____ Extracted records

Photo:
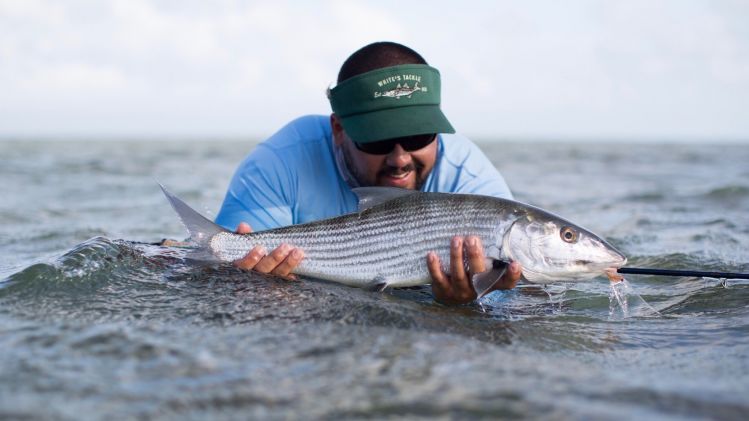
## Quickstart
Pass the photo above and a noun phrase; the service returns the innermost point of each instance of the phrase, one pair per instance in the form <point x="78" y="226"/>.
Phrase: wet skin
<point x="404" y="169"/>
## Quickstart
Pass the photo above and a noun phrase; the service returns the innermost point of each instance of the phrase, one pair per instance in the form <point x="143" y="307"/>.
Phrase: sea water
<point x="96" y="323"/>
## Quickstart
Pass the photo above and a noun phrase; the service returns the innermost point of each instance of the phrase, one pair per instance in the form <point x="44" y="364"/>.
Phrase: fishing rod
<point x="693" y="273"/>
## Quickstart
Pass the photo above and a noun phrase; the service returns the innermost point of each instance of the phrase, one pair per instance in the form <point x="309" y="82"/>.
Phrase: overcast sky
<point x="510" y="69"/>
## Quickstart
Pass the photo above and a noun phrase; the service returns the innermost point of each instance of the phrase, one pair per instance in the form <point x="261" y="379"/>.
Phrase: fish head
<point x="552" y="249"/>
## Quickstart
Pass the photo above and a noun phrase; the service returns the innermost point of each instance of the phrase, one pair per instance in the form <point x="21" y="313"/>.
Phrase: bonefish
<point x="385" y="243"/>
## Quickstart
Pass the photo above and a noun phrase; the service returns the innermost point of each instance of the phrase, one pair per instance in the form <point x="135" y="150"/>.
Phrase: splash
<point x="625" y="303"/>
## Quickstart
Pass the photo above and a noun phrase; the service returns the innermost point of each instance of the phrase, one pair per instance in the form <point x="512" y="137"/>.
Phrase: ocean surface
<point x="95" y="323"/>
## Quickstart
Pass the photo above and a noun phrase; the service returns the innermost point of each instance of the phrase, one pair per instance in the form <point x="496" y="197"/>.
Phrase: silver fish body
<point x="387" y="241"/>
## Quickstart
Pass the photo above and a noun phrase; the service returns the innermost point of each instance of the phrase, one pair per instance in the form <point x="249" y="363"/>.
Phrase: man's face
<point x="398" y="168"/>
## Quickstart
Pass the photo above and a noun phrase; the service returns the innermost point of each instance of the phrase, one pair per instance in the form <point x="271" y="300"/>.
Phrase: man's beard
<point x="416" y="166"/>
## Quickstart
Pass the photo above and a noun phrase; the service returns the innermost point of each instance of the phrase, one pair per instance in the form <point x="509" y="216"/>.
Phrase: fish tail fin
<point x="201" y="229"/>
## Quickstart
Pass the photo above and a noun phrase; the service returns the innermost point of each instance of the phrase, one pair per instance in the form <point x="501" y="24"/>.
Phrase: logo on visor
<point x="401" y="90"/>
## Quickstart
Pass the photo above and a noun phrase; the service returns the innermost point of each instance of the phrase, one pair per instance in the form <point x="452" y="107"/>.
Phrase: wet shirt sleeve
<point x="464" y="168"/>
<point x="258" y="193"/>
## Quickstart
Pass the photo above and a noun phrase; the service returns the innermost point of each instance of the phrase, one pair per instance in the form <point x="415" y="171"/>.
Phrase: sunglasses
<point x="408" y="143"/>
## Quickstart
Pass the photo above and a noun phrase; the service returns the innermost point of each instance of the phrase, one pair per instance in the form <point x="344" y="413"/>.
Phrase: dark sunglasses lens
<point x="414" y="143"/>
<point x="410" y="144"/>
<point x="376" y="148"/>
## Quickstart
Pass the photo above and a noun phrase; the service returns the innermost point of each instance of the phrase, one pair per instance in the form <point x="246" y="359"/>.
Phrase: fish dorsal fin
<point x="373" y="196"/>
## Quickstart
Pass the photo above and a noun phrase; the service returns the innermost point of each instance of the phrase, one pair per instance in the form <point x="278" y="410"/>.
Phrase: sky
<point x="550" y="70"/>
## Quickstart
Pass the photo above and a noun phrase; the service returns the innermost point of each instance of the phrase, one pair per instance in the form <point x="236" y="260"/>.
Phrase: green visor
<point x="391" y="102"/>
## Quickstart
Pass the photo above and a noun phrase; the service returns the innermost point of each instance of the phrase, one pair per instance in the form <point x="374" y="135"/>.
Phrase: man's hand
<point x="279" y="262"/>
<point x="456" y="287"/>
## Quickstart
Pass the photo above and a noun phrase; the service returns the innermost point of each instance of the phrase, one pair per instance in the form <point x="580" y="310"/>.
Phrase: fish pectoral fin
<point x="484" y="281"/>
<point x="378" y="284"/>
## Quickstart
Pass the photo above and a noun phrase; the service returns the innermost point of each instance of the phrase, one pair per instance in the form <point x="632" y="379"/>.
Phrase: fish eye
<point x="568" y="234"/>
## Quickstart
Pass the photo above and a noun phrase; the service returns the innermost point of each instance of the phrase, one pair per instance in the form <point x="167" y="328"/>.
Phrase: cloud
<point x="538" y="69"/>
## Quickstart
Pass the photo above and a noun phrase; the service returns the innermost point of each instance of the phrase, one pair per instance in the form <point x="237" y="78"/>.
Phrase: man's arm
<point x="456" y="287"/>
<point x="467" y="170"/>
<point x="279" y="262"/>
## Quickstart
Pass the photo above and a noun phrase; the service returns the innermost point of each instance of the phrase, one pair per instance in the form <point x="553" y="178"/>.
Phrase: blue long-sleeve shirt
<point x="292" y="177"/>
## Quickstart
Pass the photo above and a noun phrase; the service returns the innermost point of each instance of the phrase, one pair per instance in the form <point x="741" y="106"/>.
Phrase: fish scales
<point x="380" y="243"/>
<point x="388" y="242"/>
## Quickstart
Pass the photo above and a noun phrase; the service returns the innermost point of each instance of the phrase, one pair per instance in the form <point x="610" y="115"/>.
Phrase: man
<point x="386" y="129"/>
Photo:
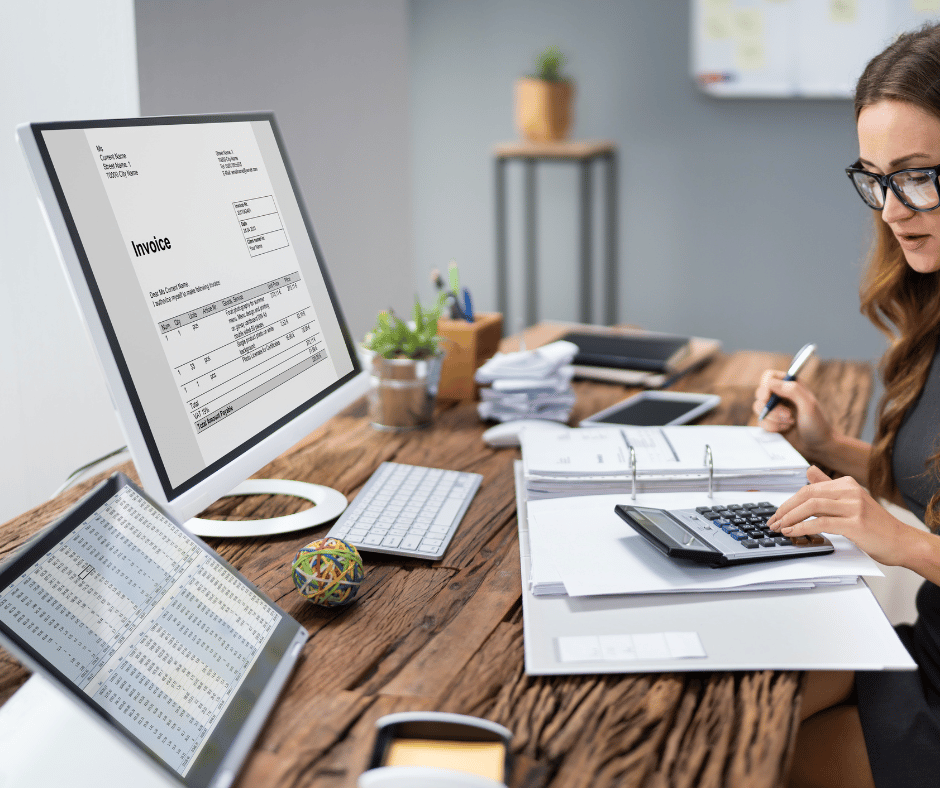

________

Task brief:
Without the pictures, repeat the listing word for word.

Problem solution:
Photo:
## Quickstart
Pass the photo above and a noun phrase; the service returns the innermost point of each instance of the phrase, one pair per instance in the form <point x="78" y="226"/>.
Phrase: wet skin
<point x="404" y="169"/>
## Quickstart
Pass the photo above and a noun phrase; the service returns the innermost point of each instance of the phrase, one pair per instance in the form <point x="143" y="307"/>.
Phrase: sea water
<point x="96" y="323"/>
## Quickstart
Pass the photo above and a noun phrase; the service returns the innermost point of each instance of the phrase, one pair per instance in the form <point x="44" y="364"/>.
Phrase: fishing rod
<point x="693" y="273"/>
## Quickstart
Pass the photo above and a noun phrase; the service returns the innermost point of each instance of the phrase, one pair per instance in the form <point x="309" y="82"/>.
Phrase: overcast sky
<point x="510" y="69"/>
## Quickstart
Pass the photo above and a noun phrase; the service returns the innermost point of each instance of the phrase, one pair per instance in the form <point x="261" y="379"/>.
Phrase: fish head
<point x="552" y="249"/>
## Quickstart
Pass the photo above and a noun phrase; the service returns the innermost point of each instance of the phrase, one pair per instance in the form <point x="21" y="313"/>.
Phrase: bonefish
<point x="385" y="243"/>
## Quickstart
Pass the photo above and a noun phrase; the service returns the innermost point of each instance of the phrase, one pair per instance in the form <point x="135" y="150"/>.
Phrase: splash
<point x="625" y="303"/>
## Quickstart
Pass the photo above and a noun phrase; the service returns the innermost point of each instance of the phrase, one pair per instance in the form <point x="512" y="137"/>.
Phrase: ocean surface
<point x="95" y="323"/>
## Quickstart
Pass the photo above and a noun phrase; the service returns the innermost point of each instance of the phrase, one pair per instance in the form <point x="496" y="197"/>.
Phrase: silver fish body
<point x="387" y="241"/>
## Quickstart
Pass the photo above and a noun phrase; the service returns the innermost point of each instance of the phrase, one pair per instance in the form <point x="249" y="363"/>.
Phrase: man's face
<point x="398" y="168"/>
## Quickstart
Pass the photo above and a noun phrase; the service returns the innermost point of each instance of the phrase, one pair per instance in the form <point x="271" y="300"/>.
Phrase: man's beard
<point x="416" y="166"/>
## Quickstart
Pass the photo above and a noun phrase; the service returns the innermost point of each instance of the phrase, one pair per instance in the form <point x="509" y="216"/>.
Phrase: fish tail fin
<point x="201" y="229"/>
## Quickstart
Pass the photo above and a noun phrase; the service returns the innermost point of each instance of the phrase, one pair per instance in the form <point x="501" y="24"/>.
Phrase: logo on visor
<point x="401" y="90"/>
## Quickstart
Pass the photo above and a noun phrase; the service returns the innermost point of each instance of the phrase, one pair per instance in the form <point x="452" y="107"/>.
Phrase: wet shirt sleeve
<point x="464" y="168"/>
<point x="258" y="193"/>
## Quickstart
Pass the photo above and a noun phrase; the service returns the innermost point of each instance of the phrase, one pair per instance in the form <point x="415" y="171"/>.
Phrase: sunglasses
<point x="408" y="143"/>
## Quickstart
Pass the photo above and a noun phrase; the service returns the innermost point of each instance of the phrase, one pair per instance in the form <point x="344" y="413"/>.
Phrase: dark sunglasses lens
<point x="414" y="143"/>
<point x="410" y="144"/>
<point x="376" y="148"/>
## Quickstart
Pass the photo above and a noun phrase; the service returns the innermost point of each instance of the phrase, one pair per instance in the form <point x="246" y="359"/>.
Phrase: fish dorsal fin
<point x="373" y="196"/>
## Quickstart
Pass the photo above and a noun phrase; the service returns the innermost point of each instance of the phrase, one pair per instance in the form <point x="278" y="410"/>.
Phrase: sky
<point x="550" y="70"/>
## Quickstart
Pass the photo above and a noun phrase; the service returns the innermost point of each instance of the phrase, one pair per instance in the form <point x="236" y="260"/>.
Phrase: green visor
<point x="391" y="102"/>
## Quickstart
Pass the photo above and a noun phrase; the service returns the innermost point of each instance of the phrase, one pair per instance in the form <point x="374" y="135"/>.
Phrase: man's hand
<point x="279" y="262"/>
<point x="456" y="287"/>
## Quickstart
Pass the photo above and a noun phrase; the service returns the innermost point of each instance of the phrase, one pair per instance in the form <point x="580" y="310"/>.
Phrase: fish pectoral fin
<point x="484" y="281"/>
<point x="378" y="284"/>
## Quickstart
Pass the photo above and a noun phrase; the service returns the innermost point of each instance of the phrase, one pair per instance in the form <point x="632" y="379"/>.
Phrase: fish eye
<point x="568" y="234"/>
## Quickstart
Pass the photo above and a noun phrase; the service returns the innermost point of each instance of the phrase, one pair per instance in the form <point x="167" y="328"/>.
Phrase: cloud
<point x="538" y="69"/>
## Quickstart
Pass the photo above and a noun phrase; the service returns the innermost point of each instance of the phrase, one pair per instance in the form <point x="237" y="78"/>.
Phrase: man's arm
<point x="456" y="287"/>
<point x="467" y="170"/>
<point x="279" y="262"/>
## Quickstart
Pass the photo above and a noun phrase; the service returns the innermost point of each instance of the phrase, one pair per instance in the form <point x="553" y="178"/>.
Phrase: blue long-sleeve shirt
<point x="292" y="177"/>
## Quickstart
Pass the photo above and a noun phrase; the service returns the innermost point of each instance of the phrase, one pair per instance in the form <point x="741" y="106"/>.
Phrase: fish scales
<point x="380" y="243"/>
<point x="388" y="242"/>
## Quickstart
Pass the photo above and a noun phrase; the service returns the innermost point of each instance of the phrase, one pair per instance in the form <point x="610" y="115"/>.
Phrase: man
<point x="386" y="129"/>
Photo:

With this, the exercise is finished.